## WHAT IS NEEDED:
After locating the line that holds "For each instance of the ripples", transcribe it and each following line to the end of the records, changing nothing and adding nothing.
┌─ EXCERPTED RECORDS
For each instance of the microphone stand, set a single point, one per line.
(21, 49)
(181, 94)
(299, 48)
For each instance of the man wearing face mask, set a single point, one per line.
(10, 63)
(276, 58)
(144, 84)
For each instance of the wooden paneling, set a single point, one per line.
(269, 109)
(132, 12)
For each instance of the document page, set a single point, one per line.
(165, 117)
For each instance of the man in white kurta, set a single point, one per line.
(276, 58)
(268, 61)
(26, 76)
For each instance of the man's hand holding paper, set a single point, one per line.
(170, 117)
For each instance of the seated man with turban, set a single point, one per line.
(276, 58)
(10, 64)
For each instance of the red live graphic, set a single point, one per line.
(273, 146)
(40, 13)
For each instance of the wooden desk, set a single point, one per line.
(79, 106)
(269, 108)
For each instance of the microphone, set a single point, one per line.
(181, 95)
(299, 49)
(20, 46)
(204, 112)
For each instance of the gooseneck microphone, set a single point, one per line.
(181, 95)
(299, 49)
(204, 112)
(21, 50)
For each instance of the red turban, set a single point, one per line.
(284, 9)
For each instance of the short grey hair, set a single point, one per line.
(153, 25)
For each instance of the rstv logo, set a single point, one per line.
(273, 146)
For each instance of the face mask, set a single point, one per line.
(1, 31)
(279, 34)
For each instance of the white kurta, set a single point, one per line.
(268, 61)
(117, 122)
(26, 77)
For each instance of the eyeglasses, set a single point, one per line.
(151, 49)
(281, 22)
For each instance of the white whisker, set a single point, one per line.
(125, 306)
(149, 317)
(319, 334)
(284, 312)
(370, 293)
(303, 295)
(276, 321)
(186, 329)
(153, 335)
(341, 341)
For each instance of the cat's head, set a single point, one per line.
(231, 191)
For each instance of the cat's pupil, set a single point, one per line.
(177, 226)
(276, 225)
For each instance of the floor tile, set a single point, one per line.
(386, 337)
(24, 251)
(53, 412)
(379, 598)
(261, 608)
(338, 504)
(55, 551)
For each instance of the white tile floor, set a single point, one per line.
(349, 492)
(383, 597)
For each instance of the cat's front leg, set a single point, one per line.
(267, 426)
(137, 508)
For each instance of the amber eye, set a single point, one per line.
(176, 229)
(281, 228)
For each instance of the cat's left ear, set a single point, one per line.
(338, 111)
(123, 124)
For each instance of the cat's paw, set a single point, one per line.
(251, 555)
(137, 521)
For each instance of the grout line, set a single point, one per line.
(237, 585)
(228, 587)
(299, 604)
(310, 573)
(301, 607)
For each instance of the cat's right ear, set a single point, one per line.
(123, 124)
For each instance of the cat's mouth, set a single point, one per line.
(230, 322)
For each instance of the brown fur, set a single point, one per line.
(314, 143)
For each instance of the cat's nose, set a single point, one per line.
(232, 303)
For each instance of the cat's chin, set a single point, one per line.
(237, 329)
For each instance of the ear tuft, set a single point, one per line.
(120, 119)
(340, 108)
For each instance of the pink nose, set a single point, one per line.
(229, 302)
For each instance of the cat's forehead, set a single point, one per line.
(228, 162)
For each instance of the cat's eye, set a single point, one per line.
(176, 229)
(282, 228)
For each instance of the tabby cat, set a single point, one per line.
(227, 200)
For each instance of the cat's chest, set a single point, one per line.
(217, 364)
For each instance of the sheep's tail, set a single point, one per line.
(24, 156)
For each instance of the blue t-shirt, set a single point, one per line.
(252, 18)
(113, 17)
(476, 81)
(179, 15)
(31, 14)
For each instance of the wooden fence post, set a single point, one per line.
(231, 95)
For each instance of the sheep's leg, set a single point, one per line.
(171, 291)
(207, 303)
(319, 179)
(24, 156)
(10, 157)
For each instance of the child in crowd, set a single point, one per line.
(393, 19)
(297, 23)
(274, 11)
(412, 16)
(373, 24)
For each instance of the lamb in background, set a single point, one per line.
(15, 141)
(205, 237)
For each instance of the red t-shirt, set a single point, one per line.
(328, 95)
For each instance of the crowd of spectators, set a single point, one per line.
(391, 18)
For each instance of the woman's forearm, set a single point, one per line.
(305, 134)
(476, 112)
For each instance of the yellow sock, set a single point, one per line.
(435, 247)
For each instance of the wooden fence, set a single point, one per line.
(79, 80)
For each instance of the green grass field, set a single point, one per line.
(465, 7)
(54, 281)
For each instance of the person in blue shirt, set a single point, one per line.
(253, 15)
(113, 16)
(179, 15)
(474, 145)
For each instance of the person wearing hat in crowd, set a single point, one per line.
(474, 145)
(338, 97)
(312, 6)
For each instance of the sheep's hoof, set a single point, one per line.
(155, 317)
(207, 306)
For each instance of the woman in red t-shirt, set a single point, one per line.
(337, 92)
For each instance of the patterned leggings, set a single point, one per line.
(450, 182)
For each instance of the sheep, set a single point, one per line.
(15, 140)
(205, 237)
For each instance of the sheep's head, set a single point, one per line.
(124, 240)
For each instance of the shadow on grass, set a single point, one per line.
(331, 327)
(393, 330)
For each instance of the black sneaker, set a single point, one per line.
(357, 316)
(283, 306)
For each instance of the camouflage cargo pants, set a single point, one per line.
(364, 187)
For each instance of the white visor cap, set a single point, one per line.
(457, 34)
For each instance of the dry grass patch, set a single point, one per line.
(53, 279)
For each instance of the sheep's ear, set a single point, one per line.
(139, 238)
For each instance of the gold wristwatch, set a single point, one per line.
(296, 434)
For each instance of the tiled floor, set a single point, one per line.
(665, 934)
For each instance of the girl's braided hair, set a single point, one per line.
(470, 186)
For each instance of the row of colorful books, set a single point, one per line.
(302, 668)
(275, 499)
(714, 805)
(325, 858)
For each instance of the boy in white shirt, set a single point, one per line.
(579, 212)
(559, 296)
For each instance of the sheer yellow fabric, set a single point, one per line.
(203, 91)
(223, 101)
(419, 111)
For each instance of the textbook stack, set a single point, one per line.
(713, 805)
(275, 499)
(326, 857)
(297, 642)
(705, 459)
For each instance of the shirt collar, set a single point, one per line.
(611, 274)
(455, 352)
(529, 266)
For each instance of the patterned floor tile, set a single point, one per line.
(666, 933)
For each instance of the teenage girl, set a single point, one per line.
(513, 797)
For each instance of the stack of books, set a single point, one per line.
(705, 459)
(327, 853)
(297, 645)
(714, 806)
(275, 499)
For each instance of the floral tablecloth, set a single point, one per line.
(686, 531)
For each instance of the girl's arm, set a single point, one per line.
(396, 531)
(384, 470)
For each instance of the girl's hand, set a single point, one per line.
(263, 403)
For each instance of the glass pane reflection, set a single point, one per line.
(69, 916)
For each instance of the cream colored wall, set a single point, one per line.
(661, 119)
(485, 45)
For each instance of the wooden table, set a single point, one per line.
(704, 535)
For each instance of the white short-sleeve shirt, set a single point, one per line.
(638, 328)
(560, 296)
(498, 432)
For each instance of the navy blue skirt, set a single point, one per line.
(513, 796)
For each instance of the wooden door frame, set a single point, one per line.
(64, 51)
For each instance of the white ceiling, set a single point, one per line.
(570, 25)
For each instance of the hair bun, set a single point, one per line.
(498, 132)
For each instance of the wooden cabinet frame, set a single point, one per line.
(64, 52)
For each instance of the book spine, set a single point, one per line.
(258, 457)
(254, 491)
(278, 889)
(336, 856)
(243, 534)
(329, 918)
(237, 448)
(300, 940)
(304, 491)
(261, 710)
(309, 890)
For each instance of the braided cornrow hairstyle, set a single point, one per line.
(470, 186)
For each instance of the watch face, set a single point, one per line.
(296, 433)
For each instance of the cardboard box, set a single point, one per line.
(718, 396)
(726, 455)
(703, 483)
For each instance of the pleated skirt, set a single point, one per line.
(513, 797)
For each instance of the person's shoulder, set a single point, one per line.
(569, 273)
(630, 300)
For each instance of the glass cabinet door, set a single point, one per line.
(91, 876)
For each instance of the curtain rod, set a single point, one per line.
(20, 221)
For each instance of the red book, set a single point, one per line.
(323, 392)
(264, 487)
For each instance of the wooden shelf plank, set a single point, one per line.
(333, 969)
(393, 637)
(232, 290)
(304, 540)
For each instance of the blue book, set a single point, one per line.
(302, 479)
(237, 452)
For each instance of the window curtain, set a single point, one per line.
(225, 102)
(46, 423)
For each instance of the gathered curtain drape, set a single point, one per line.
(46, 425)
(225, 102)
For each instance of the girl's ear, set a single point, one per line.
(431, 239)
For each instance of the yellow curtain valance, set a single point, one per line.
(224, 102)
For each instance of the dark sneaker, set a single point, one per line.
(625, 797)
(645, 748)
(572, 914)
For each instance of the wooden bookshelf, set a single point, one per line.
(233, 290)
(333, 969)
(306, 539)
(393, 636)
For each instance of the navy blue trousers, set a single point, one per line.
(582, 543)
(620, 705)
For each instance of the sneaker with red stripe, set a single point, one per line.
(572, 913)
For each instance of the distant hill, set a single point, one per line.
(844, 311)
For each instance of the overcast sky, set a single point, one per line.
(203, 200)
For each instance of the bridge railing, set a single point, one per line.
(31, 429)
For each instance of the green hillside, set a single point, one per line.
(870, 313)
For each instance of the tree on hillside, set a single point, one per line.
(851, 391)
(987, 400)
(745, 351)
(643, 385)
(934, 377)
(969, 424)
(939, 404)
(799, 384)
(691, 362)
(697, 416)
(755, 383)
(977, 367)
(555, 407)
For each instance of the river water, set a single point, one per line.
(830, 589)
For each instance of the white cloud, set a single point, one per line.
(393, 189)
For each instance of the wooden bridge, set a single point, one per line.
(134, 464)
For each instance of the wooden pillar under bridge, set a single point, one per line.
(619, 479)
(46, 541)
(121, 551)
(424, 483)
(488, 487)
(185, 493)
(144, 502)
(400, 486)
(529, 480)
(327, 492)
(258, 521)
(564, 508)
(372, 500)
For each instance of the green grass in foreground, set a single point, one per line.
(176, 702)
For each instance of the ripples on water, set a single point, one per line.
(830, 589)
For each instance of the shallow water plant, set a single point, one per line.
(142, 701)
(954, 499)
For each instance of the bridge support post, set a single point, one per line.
└─
## ANSWER BELOW:
For each instance of the ripples on water, set a single point, one per line.
(830, 589)
For each instance of the shallow water plant, set a single point, one per line.
(142, 701)
(954, 499)
For each instance of the bridge support post, set a single point, one per line.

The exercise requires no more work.